PROVIDED DATA:
____________________
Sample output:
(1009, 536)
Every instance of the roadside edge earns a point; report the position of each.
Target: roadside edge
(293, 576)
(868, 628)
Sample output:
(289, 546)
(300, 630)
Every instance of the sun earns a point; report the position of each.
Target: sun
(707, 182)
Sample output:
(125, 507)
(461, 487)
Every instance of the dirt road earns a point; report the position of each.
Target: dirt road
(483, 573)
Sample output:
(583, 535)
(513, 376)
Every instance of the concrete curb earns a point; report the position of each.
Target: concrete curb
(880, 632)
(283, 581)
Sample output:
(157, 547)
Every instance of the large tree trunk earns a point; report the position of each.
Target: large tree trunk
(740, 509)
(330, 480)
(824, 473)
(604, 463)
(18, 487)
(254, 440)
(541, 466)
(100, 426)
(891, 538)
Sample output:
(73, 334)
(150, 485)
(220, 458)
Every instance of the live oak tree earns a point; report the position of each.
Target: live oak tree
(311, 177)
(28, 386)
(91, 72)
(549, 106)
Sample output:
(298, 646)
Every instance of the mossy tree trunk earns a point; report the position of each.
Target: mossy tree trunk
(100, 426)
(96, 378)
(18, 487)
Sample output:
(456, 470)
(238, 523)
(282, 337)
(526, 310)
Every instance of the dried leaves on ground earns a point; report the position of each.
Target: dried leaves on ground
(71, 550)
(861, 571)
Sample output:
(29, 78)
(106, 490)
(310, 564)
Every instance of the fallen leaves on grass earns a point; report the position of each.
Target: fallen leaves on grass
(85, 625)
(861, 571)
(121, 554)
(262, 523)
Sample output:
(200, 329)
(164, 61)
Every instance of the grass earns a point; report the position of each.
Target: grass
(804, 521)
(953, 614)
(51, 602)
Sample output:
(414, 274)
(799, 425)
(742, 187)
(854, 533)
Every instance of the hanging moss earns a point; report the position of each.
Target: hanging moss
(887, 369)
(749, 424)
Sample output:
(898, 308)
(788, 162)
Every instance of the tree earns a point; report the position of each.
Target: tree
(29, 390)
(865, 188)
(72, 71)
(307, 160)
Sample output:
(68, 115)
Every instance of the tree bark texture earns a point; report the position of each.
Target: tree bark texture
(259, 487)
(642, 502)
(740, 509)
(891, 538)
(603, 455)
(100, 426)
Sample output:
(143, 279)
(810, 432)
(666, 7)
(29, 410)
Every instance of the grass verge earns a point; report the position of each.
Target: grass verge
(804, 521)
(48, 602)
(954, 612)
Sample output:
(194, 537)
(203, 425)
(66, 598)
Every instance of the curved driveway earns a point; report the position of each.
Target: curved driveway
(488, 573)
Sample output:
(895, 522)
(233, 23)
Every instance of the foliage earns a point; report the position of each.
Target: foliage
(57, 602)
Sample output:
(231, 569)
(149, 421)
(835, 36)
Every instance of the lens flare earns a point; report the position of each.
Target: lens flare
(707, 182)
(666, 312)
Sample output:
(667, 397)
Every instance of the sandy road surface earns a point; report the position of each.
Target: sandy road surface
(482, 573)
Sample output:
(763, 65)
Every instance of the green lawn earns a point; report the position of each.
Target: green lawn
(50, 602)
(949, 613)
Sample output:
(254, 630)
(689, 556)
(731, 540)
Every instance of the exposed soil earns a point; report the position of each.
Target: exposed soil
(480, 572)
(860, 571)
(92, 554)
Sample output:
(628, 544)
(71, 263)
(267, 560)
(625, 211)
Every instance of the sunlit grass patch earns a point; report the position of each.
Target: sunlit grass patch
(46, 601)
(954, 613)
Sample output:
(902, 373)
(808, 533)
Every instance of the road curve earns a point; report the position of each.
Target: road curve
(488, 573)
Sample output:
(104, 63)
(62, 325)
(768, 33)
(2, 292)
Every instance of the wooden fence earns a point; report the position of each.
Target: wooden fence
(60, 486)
____________________
JOB:
Extract each entry in full, exactly as given.

WORKED SOLUTION:
Sample output:
(1009, 536)
Every instance of the roadside edge earns a point; report the position of each.
Target: roadside edge
(293, 576)
(868, 628)
Sample output:
(289, 546)
(300, 630)
Every instance of the sun earns a point; report the position of each.
Target: sun
(707, 182)
Sample output:
(125, 507)
(461, 487)
Every instance of the dirt road earns a point; report the position of each.
Target: dirt road
(483, 573)
Sample output:
(583, 535)
(513, 376)
Every instance of the concrete curb earns a point; report the position of each.
Target: concrete curb
(880, 632)
(283, 581)
Sample output:
(157, 547)
Every instance of the large tree trunk earns a point; report the position of each.
Target: large tree trunk
(740, 509)
(330, 480)
(824, 473)
(604, 463)
(18, 487)
(254, 440)
(541, 466)
(100, 426)
(891, 538)
Sample output:
(73, 334)
(150, 485)
(220, 458)
Every instance of the live oak tree earns a point; report the position of each.
Target: live oak tree
(311, 177)
(28, 386)
(91, 72)
(549, 106)
Sample output:
(298, 646)
Every instance of the mossy tree trunk earns a point; report the position of each.
Target: mossy tree trunk
(100, 426)
(96, 378)
(18, 487)
Sample output:
(456, 470)
(238, 523)
(282, 337)
(526, 310)
Every instance of the dried leaves on ground earns a point; report the position of each.
Target: dried leaves on ground
(71, 550)
(861, 571)
Sample output:
(29, 78)
(106, 490)
(310, 564)
Every instance of the fallen leaves on grass earns a point; report the position of each.
Target: fallen leaves on grass
(85, 625)
(861, 571)
(121, 554)
(262, 523)
Sample output:
(200, 329)
(164, 61)
Every instance of the grass earns a point; report the position of each.
Target: grass
(804, 521)
(953, 614)
(51, 602)
Sample output:
(414, 274)
(799, 425)
(742, 187)
(854, 533)
Every instance of the hanging moss earns a point; report the position of each.
Target: hanging moss
(887, 369)
(749, 424)
Sample output:
(898, 308)
(788, 162)
Every instance of the tree earns a point; report the position of each.
Target: tree
(29, 390)
(865, 188)
(72, 71)
(307, 160)
Sample output:
(68, 115)
Every instance of the tree bark texture earns a point; report the position of each.
Target: tree bark texture
(259, 487)
(642, 502)
(740, 509)
(891, 538)
(603, 455)
(100, 426)
Sample output:
(143, 279)
(810, 432)
(666, 7)
(29, 410)
Every instance of the grass verge earns a point; report the position of each.
Target: grass verge
(804, 521)
(48, 602)
(954, 612)
Sample output:
(194, 537)
(203, 425)
(66, 598)
Every instance of the curved driveway earns a point; report the position of each.
Target: curved driveway
(488, 573)
Sample output:
(895, 522)
(233, 23)
Every instance of the foliage earns a point; report the position of each.
Target: foliage
(57, 602)
Sample output:
(231, 569)
(149, 421)
(835, 36)
Every instance of the lens flare earns a point; report the position of each.
Target: lens flare
(707, 182)
(666, 312)
Sample output:
(667, 397)
Every instance of the sandy road surface earns a point; report the position of each.
Target: sandy road surface
(482, 573)
Sample output:
(763, 65)
Every instance of the green lawn earns a point; report the position of each.
Target: green lawn
(50, 602)
(949, 613)
Sample output:
(254, 630)
(689, 556)
(731, 540)
Every instance of the exposed soil earns a point; report the position of each.
Target: exposed soil
(480, 572)
(860, 571)
(92, 554)
Sample output:
(628, 544)
(71, 263)
(267, 560)
(625, 211)
Every instance of the sunlit grass patch earns a point; report the position of each.
Target: sunlit grass patch
(46, 601)
(954, 613)
Sample output:
(902, 373)
(808, 533)
Every instance of the road curve earns a point; report the position of each.
Target: road curve
(488, 573)
Sample output:
(104, 63)
(62, 325)
(768, 33)
(2, 292)
Every instance of the wooden fence earns a point; report the position of each.
Target: wooden fence
(60, 486)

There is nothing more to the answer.